> _Excerpted text_
"Yeh, Yeh" (in some territories released as "Yeah, yeh, yeh") is a Latin soul tune that was written as an instrumental by Rodgers Grant and Pat Patrick, and first recorded by Mongo Santamaría on his 1963 album Watermelon Man! Lyrics were written for it shortly thereafter by Jon Hendricks of the vocal group Lambert, Hendricks & Ross.

This version of the song was taken to the top of the UK Singles Chart in January 1965 by Georgie Fame and the Blue Flames (b/w "Preach and Teach", Columbia DB 7428), breaking The Beatles' long-term hold on the number one spot of five weeks with "I Feel Fine", and a month later appeared on the US Billboard pop singles chart to peak at #21. The US single edited out the saxophone solo break. Interviewed after the 2003 Jools Holland Spring Hootennany, where he had played a "dynamite version" of the song, Fame explained that the arrangement had been written by Tubby Hayes.

> _Items_
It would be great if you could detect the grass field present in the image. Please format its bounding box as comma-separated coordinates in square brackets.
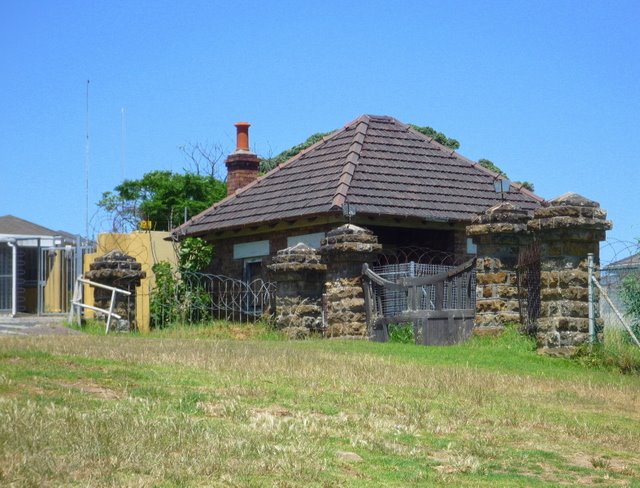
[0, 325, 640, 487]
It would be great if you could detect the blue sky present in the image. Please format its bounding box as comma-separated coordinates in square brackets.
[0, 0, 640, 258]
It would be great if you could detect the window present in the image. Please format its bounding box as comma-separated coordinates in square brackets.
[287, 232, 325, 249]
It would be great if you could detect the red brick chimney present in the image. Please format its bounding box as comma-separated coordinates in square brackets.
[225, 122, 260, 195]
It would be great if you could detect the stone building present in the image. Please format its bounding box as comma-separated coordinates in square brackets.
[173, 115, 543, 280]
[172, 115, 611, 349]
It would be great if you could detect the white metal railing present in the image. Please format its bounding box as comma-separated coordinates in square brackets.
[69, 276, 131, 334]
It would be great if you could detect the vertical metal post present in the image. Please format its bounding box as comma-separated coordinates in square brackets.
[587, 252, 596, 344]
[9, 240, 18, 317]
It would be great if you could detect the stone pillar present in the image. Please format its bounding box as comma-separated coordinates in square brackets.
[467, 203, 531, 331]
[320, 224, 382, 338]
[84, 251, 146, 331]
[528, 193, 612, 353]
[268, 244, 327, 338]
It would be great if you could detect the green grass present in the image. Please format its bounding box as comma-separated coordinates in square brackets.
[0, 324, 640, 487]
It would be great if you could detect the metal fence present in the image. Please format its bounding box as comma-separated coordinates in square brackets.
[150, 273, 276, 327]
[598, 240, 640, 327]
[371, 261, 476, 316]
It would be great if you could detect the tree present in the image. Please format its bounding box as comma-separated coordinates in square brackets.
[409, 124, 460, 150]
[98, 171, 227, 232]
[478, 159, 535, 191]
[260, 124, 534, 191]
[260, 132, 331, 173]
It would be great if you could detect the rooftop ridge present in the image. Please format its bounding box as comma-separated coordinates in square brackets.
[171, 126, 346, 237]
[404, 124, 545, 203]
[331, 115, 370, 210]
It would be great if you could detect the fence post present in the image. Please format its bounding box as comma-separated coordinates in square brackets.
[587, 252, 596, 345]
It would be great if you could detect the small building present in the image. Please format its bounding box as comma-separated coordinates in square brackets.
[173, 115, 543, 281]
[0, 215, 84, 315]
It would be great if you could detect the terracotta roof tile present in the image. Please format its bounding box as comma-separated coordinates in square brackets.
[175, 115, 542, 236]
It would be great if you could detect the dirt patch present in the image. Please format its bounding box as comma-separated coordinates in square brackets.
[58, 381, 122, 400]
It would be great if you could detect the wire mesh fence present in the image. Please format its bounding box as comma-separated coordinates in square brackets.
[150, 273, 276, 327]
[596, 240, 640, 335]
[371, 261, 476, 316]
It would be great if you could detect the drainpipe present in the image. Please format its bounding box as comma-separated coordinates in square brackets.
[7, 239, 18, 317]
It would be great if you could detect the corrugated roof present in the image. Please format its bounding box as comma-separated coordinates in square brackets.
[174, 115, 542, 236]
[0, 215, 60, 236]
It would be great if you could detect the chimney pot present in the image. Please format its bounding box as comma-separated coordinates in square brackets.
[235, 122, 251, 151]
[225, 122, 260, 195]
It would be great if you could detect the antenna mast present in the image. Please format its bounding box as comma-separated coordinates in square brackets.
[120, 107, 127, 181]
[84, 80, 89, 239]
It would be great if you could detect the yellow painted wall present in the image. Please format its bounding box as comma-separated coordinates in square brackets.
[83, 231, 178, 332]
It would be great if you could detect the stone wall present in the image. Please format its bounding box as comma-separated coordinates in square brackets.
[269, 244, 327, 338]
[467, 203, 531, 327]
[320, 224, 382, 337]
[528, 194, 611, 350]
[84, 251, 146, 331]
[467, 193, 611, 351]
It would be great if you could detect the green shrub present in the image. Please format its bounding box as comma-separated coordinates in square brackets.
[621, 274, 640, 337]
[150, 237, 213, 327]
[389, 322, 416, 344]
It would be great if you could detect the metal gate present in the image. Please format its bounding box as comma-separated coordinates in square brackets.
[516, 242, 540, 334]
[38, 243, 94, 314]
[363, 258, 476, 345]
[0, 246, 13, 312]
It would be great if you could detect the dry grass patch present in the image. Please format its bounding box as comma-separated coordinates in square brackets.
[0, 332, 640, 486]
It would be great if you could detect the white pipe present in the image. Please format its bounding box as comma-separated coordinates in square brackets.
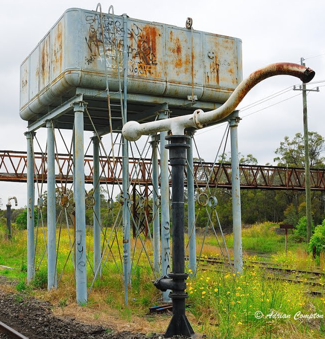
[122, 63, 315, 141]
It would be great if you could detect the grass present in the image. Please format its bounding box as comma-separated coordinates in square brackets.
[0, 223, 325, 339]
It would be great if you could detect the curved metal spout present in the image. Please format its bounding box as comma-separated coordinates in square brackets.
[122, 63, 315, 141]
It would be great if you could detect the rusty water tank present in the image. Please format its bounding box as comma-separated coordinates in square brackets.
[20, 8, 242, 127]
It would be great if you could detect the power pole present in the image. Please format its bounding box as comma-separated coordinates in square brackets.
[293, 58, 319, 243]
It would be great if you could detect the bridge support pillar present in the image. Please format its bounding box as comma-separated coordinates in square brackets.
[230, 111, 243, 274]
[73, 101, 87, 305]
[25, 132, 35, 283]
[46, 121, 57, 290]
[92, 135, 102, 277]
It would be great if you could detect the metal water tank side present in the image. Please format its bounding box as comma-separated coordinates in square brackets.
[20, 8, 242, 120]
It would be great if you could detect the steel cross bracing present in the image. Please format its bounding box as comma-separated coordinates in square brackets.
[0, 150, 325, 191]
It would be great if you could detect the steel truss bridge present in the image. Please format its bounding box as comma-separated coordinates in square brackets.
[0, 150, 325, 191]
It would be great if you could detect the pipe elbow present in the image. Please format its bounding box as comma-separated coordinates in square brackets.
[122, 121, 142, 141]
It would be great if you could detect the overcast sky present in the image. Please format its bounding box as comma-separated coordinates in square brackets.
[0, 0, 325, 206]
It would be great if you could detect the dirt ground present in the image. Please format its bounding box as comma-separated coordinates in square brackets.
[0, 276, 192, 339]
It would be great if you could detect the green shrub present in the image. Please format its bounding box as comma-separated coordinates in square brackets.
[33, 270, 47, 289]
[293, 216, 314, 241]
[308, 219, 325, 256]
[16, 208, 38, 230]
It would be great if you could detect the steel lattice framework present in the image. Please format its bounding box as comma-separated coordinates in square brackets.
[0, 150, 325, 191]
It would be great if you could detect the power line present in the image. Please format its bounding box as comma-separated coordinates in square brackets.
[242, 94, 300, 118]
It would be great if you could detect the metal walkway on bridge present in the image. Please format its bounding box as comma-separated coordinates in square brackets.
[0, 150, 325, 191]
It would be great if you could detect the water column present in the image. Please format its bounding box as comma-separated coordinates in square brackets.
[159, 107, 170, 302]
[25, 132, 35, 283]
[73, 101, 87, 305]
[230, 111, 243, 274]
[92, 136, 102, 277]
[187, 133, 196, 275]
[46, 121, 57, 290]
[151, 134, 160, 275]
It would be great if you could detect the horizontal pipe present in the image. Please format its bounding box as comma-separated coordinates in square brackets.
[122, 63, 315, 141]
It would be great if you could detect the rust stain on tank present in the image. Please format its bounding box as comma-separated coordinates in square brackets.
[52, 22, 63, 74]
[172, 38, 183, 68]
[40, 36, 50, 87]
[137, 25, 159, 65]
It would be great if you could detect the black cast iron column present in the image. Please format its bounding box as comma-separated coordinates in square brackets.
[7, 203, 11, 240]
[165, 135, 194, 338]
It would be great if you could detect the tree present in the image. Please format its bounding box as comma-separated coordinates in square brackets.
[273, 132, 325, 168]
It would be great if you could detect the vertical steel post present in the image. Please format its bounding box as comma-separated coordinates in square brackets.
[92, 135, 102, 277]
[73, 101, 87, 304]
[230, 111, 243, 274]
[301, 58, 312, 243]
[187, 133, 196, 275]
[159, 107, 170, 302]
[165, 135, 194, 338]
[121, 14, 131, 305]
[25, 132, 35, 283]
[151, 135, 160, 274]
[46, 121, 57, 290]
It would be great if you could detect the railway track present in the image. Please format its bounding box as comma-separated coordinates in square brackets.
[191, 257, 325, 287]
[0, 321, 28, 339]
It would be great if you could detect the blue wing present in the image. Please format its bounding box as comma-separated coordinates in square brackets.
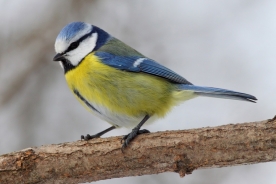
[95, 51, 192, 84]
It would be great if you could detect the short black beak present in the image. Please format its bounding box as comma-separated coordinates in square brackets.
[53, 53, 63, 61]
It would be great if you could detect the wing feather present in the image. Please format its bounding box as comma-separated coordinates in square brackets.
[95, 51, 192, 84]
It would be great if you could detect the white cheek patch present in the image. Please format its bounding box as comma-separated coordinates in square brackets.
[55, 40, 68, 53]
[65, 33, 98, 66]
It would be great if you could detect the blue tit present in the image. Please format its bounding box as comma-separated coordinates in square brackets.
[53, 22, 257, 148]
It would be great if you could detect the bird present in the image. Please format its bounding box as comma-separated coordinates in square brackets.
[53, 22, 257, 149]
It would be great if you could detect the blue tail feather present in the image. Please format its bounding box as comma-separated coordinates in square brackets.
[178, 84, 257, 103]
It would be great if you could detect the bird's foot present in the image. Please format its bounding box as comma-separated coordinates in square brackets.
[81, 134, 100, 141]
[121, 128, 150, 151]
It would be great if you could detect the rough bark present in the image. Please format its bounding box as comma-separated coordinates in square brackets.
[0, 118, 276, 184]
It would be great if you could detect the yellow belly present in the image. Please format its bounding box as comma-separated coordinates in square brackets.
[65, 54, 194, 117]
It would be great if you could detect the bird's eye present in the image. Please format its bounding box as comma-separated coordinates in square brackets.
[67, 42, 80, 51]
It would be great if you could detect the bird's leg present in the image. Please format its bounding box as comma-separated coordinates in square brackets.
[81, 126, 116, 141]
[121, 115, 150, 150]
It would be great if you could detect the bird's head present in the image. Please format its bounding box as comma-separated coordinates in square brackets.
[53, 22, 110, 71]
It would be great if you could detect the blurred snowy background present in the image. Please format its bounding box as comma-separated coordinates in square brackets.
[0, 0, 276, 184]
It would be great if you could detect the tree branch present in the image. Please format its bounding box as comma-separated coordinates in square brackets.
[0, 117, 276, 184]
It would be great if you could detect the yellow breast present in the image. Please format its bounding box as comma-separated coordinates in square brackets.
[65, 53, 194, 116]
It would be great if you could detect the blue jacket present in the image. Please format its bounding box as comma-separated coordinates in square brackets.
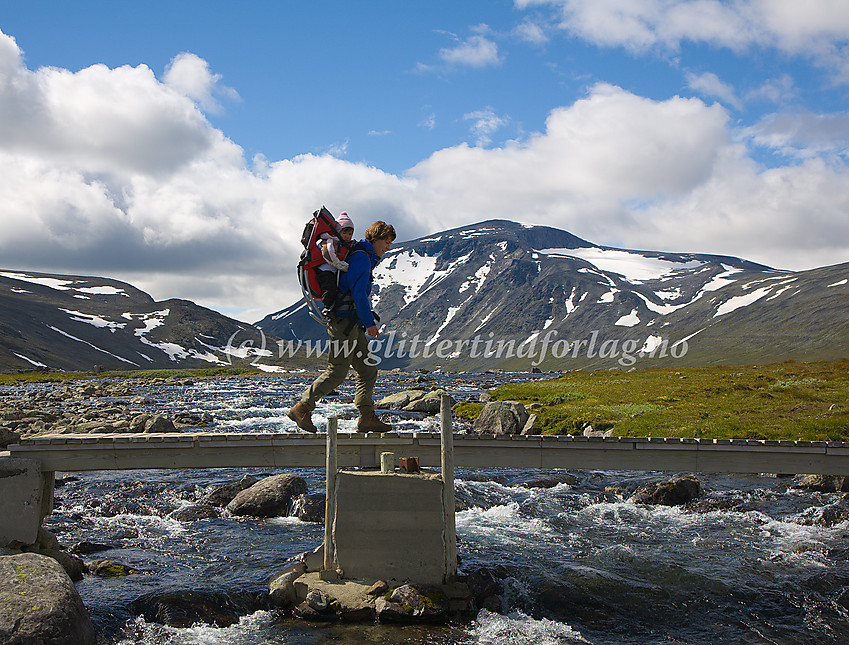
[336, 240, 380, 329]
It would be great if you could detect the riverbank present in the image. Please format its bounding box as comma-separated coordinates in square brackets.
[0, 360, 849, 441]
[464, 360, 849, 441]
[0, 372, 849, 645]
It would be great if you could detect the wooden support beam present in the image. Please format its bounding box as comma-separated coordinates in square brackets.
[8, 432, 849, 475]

> _Challenges_
a) Name every person the song history credits with writing music, lyrics, or an arrangement.
b) Reproduce the entries from the line with "It would be great if you could detect the stone pillar" up to and including the line with "[587, 252, 596, 345]", adding -51 to every bounding box coordinate in the answers.
The entries are unrelated to the song history above.

> _Worked answers_
a) Rodgers Grant, Pat Patrick, Jon Hendricks, Tubby Hayes

b)
It would be great if you could detect the stone pillar present in the image. Please format its bounding box as comma-separated coordinates in square brackets.
[416, 152, 480, 280]
[269, 173, 331, 287]
[33, 200, 95, 280]
[477, 142, 561, 302]
[217, 193, 276, 287]
It would be great if you could detect the green grass present in the image. Please format its bounding box as comma-separated coordinates in square brackets.
[-51, 273, 589, 436]
It would be great if you could detect the metal fence present in the image. Please format its bounding box as comma-separated coordinates in square brackets.
[99, 222, 225, 276]
[547, 189, 589, 276]
[320, 210, 425, 265]
It would be great if you could detect the tree present in the image. Please format its bounding box as comma-separated coordinates in square brackets.
[358, 73, 409, 99]
[47, 120, 176, 181]
[427, 108, 484, 140]
[209, 73, 483, 140]
[209, 81, 280, 122]
It would be great if you could detect the rooftop ridge present in the image. Please format its bounding box as comma-separated coordinates in square brackets.
[120, 75, 295, 186]
[353, 73, 494, 152]
[280, 64, 319, 159]
It would be great if you could detect the fence post present in the image. Please format its bounding box as comma-separated coordinates in square brackets.
[536, 201, 545, 294]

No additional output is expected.